:: TASK INPUTS
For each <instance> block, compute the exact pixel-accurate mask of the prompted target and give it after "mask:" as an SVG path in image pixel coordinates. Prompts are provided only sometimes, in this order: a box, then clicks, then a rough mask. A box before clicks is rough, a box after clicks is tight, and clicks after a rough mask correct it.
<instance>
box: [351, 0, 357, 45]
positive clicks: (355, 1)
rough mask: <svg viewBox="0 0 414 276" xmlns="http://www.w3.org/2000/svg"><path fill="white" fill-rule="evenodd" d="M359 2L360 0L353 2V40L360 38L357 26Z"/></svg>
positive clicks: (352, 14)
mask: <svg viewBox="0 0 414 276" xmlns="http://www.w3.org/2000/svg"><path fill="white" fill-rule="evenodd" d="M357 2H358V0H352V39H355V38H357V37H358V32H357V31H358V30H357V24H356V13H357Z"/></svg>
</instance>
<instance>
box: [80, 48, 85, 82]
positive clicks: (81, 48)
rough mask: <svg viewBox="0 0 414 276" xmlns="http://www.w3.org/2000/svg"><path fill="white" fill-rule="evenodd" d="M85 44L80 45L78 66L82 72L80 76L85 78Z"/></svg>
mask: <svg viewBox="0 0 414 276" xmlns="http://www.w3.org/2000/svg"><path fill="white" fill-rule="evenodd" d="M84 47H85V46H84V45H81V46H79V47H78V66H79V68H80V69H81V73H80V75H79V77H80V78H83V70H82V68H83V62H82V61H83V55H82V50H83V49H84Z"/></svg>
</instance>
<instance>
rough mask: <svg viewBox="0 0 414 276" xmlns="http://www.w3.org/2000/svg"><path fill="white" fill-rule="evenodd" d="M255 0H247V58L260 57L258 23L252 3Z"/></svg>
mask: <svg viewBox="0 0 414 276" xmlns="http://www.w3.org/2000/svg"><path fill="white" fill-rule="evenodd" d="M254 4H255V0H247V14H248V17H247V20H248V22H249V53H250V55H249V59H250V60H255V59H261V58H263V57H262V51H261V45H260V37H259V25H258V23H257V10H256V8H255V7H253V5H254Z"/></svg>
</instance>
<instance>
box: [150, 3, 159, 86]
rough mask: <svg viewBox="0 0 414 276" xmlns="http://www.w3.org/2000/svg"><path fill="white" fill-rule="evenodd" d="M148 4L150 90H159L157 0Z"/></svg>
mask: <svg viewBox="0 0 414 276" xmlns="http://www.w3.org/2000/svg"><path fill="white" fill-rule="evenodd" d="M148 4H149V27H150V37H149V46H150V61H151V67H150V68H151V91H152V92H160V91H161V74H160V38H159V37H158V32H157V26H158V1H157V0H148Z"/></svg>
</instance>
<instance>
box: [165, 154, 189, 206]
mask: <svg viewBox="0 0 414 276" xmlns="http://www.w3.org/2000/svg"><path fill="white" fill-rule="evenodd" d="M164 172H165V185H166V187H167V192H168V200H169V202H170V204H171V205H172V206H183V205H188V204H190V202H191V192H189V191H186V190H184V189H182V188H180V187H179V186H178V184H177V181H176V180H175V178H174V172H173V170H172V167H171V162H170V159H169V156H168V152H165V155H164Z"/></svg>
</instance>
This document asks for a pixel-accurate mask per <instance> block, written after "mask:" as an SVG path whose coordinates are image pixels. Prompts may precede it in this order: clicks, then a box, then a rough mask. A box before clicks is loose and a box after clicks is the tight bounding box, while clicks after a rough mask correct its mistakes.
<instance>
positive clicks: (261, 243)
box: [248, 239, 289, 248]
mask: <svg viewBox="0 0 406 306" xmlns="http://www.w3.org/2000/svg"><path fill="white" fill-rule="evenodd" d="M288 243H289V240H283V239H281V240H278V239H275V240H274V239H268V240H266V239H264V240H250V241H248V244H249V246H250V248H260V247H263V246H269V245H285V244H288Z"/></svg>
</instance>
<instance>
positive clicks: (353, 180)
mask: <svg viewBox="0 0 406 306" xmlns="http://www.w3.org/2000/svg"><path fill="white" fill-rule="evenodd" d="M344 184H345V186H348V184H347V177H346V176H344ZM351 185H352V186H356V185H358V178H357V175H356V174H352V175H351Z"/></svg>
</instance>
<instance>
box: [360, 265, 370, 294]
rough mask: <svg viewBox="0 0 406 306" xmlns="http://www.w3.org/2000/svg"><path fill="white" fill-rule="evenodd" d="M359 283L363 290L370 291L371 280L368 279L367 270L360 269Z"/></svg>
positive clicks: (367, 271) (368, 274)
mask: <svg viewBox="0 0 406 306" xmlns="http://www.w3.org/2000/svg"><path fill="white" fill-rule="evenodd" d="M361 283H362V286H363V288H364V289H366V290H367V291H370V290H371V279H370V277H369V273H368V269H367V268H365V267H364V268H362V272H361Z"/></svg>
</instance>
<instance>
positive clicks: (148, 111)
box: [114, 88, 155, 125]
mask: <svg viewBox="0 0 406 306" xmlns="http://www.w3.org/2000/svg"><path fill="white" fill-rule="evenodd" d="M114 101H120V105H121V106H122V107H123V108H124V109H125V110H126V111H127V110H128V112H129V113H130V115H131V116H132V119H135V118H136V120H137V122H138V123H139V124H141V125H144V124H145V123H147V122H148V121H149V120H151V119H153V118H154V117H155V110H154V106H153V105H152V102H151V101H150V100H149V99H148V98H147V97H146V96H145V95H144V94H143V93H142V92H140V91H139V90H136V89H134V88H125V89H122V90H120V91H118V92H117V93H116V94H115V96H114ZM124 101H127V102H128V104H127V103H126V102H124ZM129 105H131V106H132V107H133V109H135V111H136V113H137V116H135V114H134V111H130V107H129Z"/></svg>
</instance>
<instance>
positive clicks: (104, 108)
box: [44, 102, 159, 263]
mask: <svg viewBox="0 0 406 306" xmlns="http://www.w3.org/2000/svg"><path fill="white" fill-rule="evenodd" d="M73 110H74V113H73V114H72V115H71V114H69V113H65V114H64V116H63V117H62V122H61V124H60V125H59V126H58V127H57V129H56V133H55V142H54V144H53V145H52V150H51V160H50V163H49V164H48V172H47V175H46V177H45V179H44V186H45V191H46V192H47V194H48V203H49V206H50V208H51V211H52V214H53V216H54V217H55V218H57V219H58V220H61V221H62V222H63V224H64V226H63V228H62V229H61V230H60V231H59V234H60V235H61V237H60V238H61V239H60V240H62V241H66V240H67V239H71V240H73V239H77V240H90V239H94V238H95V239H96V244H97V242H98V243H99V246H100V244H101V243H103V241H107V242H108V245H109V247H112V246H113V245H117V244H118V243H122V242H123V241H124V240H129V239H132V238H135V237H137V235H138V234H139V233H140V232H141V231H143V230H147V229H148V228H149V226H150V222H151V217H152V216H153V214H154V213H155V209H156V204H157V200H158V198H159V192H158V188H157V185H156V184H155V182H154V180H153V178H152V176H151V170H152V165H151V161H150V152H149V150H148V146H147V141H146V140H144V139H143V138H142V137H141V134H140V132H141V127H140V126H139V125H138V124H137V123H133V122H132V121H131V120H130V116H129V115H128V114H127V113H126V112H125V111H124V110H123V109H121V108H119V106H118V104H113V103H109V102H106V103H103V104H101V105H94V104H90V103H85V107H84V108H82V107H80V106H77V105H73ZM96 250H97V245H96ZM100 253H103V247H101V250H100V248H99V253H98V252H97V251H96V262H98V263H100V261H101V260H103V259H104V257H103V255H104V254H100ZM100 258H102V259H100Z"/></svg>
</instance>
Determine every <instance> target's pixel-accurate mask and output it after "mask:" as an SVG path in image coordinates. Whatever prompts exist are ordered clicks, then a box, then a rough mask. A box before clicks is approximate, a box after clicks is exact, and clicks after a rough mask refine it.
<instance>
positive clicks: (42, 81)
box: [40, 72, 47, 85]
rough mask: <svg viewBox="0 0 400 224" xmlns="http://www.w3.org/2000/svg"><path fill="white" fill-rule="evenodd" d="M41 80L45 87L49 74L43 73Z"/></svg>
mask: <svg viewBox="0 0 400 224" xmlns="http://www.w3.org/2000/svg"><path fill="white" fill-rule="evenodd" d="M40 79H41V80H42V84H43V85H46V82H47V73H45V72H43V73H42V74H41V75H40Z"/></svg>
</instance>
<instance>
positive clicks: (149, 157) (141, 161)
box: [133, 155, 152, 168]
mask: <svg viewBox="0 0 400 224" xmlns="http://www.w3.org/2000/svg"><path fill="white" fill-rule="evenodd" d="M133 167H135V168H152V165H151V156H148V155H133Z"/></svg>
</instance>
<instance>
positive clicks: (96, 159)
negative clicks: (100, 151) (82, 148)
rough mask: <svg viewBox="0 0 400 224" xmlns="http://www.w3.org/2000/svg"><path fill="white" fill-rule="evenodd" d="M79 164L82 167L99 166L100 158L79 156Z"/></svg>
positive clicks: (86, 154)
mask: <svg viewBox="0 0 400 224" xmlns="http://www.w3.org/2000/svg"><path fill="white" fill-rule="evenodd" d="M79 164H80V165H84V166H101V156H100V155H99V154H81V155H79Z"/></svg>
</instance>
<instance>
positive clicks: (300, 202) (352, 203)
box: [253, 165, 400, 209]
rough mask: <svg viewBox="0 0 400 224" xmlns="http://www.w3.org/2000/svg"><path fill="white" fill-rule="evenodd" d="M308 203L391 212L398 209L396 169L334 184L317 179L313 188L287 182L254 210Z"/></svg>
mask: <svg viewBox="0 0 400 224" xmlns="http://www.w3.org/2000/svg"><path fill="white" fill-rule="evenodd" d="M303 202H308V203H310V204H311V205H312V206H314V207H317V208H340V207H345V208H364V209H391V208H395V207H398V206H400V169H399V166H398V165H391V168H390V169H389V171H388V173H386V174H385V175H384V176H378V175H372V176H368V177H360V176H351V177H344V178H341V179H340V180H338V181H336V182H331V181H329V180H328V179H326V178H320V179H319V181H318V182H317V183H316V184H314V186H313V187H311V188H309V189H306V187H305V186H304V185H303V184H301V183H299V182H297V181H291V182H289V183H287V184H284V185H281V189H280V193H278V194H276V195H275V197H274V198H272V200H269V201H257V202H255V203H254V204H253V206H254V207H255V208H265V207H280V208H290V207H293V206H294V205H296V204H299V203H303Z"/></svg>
::::
THE TASK = Please pull out every line in the entries above that contains the string "block".

ANSWER TO THE PROBLEM =
For each <instance> block, compute the exact pixel-accurate mask of the prompted target and give it after "mask:" as an SVG path in image pixel coordinates. Prompts are provided only sometimes, in this order: a box, then clicks, then a rough mask. A box before clicks is rough, a box after clicks is tight, and clicks after a rough mask correct it.
This document asks for a pixel-accurate mask per <instance> block, written after "mask:" as an SVG path whose coordinates are image pixels. Prompts may precede it in this order: clicks, then a box, then a rough mask. A box before clicks is loose and a box after clicks is the tight bounding box, while clicks after a rough mask correct its mistakes.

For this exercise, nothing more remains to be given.